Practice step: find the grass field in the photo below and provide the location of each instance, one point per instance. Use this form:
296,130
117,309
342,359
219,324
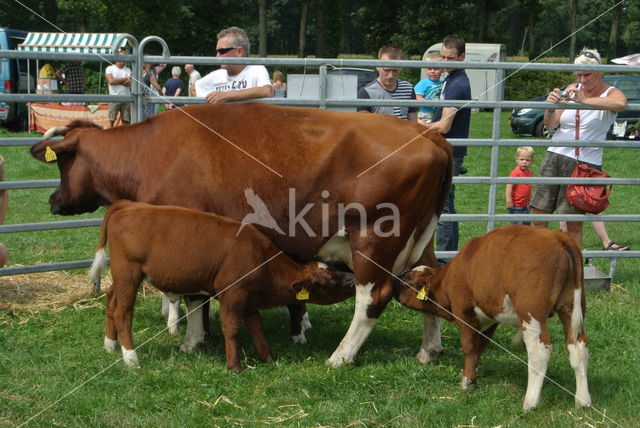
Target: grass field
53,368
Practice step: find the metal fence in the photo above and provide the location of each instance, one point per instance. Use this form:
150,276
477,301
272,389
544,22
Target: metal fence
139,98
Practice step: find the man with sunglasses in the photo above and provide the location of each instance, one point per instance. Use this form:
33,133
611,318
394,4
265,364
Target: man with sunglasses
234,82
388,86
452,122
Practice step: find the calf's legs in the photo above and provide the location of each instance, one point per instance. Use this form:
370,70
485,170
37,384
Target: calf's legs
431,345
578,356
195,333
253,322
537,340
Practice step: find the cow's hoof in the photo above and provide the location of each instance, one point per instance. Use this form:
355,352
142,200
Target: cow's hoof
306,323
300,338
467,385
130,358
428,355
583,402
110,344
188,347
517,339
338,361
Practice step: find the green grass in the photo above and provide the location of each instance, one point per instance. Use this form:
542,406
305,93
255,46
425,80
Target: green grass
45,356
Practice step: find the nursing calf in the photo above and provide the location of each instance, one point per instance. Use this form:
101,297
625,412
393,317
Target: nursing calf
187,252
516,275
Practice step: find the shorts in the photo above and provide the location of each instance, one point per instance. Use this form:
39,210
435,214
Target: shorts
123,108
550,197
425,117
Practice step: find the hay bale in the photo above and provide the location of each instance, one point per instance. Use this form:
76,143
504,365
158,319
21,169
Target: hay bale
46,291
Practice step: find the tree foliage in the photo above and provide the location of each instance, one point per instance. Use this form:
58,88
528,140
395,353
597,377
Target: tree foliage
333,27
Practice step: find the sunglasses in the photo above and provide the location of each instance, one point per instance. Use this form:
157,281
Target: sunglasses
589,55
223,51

---

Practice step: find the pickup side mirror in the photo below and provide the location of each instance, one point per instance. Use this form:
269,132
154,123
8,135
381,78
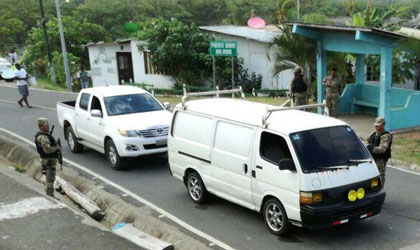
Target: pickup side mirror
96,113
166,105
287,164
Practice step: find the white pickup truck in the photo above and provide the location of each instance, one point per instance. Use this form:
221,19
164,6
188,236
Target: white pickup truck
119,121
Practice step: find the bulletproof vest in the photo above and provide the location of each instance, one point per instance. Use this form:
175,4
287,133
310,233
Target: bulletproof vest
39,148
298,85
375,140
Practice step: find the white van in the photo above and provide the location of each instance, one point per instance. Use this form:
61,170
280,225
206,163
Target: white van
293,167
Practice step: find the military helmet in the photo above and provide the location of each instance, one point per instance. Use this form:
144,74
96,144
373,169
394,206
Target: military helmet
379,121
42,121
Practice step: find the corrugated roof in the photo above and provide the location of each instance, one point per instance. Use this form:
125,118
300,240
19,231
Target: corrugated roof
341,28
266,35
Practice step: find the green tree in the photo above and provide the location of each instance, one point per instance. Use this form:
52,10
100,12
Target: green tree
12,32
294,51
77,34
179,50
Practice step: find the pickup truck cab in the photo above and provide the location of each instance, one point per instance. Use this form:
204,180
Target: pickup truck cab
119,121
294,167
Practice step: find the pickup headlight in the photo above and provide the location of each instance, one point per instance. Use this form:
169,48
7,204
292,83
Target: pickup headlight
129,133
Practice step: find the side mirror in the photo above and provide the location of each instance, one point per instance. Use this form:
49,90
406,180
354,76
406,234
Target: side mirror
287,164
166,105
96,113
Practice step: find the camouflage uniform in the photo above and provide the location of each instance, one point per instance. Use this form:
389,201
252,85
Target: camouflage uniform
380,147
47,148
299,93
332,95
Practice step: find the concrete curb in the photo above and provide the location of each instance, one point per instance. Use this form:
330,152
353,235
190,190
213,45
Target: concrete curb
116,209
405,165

Exercise directions. Show each line of the listing above that contains the word "corrugated".

Full response.
Practice step: find the corrugated roof in the photo above and provide the location of each instance, one point per instance. Use this form:
Target: corrugated roof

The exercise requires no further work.